-------- DATA SHOWN

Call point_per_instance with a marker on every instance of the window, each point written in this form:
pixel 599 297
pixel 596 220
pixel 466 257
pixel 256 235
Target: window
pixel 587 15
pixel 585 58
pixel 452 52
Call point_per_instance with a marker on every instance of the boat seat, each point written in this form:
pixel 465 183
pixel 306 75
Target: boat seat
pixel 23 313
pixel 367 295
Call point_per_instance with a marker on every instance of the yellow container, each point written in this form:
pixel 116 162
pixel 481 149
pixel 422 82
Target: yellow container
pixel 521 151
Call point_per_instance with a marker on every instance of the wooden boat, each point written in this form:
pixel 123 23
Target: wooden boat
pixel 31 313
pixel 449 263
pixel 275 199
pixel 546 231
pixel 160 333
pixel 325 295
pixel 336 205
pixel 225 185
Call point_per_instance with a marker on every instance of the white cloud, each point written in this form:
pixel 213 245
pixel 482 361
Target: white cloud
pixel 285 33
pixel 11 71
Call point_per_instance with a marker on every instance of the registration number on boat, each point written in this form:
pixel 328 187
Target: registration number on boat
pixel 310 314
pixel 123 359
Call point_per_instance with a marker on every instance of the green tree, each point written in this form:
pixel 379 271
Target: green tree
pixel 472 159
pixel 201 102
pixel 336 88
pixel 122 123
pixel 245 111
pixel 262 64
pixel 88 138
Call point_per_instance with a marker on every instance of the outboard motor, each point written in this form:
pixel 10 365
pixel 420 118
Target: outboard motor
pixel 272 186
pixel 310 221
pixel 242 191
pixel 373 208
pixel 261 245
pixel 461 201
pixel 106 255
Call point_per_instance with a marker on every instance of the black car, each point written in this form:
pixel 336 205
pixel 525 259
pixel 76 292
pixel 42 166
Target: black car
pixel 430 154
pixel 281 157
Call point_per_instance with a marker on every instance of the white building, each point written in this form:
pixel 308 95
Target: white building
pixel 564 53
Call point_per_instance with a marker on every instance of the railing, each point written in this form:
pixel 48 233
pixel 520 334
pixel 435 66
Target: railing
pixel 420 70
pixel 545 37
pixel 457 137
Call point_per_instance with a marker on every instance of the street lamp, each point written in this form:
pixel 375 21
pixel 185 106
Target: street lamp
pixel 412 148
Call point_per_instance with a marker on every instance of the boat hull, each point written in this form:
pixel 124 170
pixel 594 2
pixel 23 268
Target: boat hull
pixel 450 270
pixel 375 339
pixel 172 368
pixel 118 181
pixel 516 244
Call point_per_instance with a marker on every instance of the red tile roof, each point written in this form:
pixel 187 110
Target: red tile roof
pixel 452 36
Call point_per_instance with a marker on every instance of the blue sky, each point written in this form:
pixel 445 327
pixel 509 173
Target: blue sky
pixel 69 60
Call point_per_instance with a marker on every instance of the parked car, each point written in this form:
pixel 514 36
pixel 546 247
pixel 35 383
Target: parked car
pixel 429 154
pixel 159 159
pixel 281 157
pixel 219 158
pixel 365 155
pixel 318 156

----------------

Out of the entries above, write out only the lines between the line holding "pixel 10 365" and the line holding "pixel 308 95", inclusive, each exactly as given.

pixel 10 365
pixel 420 118
Target: outboard motor
pixel 272 186
pixel 310 221
pixel 242 191
pixel 373 208
pixel 261 245
pixel 461 201
pixel 106 255
Call point_per_instance with a marker on every instance of the black car, each point written in this form:
pixel 336 205
pixel 525 259
pixel 76 292
pixel 42 166
Target: black car
pixel 430 154
pixel 281 157
Call point_per_instance with a marker on every instance of the white building, each point written in this form:
pixel 308 95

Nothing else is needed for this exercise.